**Exercise objective**
Each entry in the listing below should be restated word for word.

(Dataset records)

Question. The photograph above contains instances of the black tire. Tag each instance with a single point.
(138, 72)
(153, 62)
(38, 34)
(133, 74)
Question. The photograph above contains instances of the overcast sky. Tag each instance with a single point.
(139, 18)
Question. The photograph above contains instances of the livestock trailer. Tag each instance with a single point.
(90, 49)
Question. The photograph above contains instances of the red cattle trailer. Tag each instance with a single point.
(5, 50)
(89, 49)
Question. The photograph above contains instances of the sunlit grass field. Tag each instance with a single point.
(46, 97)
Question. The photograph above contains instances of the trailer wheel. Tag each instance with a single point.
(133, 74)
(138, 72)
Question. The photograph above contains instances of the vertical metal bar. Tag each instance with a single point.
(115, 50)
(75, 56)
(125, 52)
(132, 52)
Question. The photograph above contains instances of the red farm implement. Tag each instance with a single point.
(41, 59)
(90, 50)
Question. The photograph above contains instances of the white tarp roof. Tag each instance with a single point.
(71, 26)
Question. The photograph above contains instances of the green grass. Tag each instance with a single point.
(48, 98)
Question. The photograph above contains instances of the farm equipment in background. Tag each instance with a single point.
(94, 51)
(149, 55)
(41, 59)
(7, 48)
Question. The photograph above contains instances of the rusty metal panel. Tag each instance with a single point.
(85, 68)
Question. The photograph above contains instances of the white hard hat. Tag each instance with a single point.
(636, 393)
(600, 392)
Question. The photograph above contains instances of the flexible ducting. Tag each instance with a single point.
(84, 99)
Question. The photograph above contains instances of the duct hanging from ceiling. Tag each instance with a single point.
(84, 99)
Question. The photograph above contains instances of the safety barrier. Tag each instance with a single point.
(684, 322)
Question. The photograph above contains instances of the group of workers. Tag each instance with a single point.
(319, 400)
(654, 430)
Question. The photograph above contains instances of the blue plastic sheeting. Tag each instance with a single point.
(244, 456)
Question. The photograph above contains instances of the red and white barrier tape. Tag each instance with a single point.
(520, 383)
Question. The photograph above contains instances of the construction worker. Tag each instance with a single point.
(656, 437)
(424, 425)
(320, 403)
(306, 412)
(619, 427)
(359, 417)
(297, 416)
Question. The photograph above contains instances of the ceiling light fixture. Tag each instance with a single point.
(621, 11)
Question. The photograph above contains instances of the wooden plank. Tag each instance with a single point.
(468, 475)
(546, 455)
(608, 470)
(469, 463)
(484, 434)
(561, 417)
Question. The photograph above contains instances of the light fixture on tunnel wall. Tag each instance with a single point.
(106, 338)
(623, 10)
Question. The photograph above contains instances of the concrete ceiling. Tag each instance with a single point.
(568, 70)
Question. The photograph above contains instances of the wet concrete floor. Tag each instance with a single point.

**Complete output**
Question. The photograph above contains instances of the black tire. Tag each instance with a single point.
(138, 72)
(153, 62)
(38, 34)
(133, 74)
Question. The photograph above contains instances of the overcast sky. Tag each instance with a single point.
(139, 18)
Question. The photograph above contains instances of the livestock trailer. Tag each instance with a single point.
(90, 49)
Question. The photograph above contains instances of the red cattle trailer. Tag each instance with a single point.
(5, 50)
(89, 49)
Question. The photograph above contains instances of the sunlit grass field. Tag each instance with a single point.
(46, 97)
Question. The photograph above contains instances of the trailer wheel. Tag each instance with a single point.
(133, 74)
(138, 72)
Question. The photograph above contains instances of the vertical metal bar. Tag each instance with a single point.
(115, 50)
(75, 56)
(125, 52)
(132, 52)
Question. The photograph above contains instances of the red farm implement. Tag each instance with a single point.
(41, 59)
(90, 50)
Question. The photograph above contains instances of the white tarp roof. Tag each instance with a single point.
(71, 26)
Question. The photograph above contains instances of the green grass. Tag each instance with a single point.
(48, 98)
Question. The photograph above contains instances of the farm equipment in background. Tag each instance with a single point.
(94, 51)
(149, 55)
(41, 59)
(7, 48)
Question. The photograph above contains instances of the rusty metal panel. Tag each instance with a single point.
(85, 68)
Question. The photograph above contains instances of the white hard hat. Tag each instance with a single point.
(636, 393)
(600, 392)
Question. The photograph above contains instances of the flexible ducting. Tag each instance with a single point.
(84, 99)
Question. The photograph above contains instances of the duct hanging from ceiling. Tag each instance with a single point.
(84, 99)
Question. The photograph above contains instances of the safety barrier. Tag each instance with a single point.
(684, 322)
Question. The photograph above contains instances of the group of workers. Tag each instance with a single point.
(319, 400)
(654, 430)
Question. The photograph above contains instances of the blue plastic sheeting. Tag each instance with a single point.
(244, 456)
Question. The photograph above contains instances of the red and white barrier tape. Tag each instance with a single point.
(520, 383)
Question. The photograph above contains instances of the construction worker. Tag each instance with a single point.
(656, 437)
(424, 425)
(320, 403)
(306, 412)
(619, 427)
(359, 417)
(297, 416)
Question. The photograph above contains instances of the ceiling light fixture. Tag each instance with a single point.
(621, 11)
Question. The photograph above contains instances of the wooden plank. Tag each instance with a single point.
(468, 475)
(546, 455)
(608, 470)
(469, 463)
(484, 434)
(561, 417)
Question. The photograph above contains instances of the light fixture on tunnel wall. Tag each instance with a single point.
(106, 338)
(623, 10)
Question. The photograph above contains instances of the concrete ceiling. Tag each instance with a single point.
(568, 70)
Question. The photograph above contains instances of the wet concrete floor. Tag each instance with a single point.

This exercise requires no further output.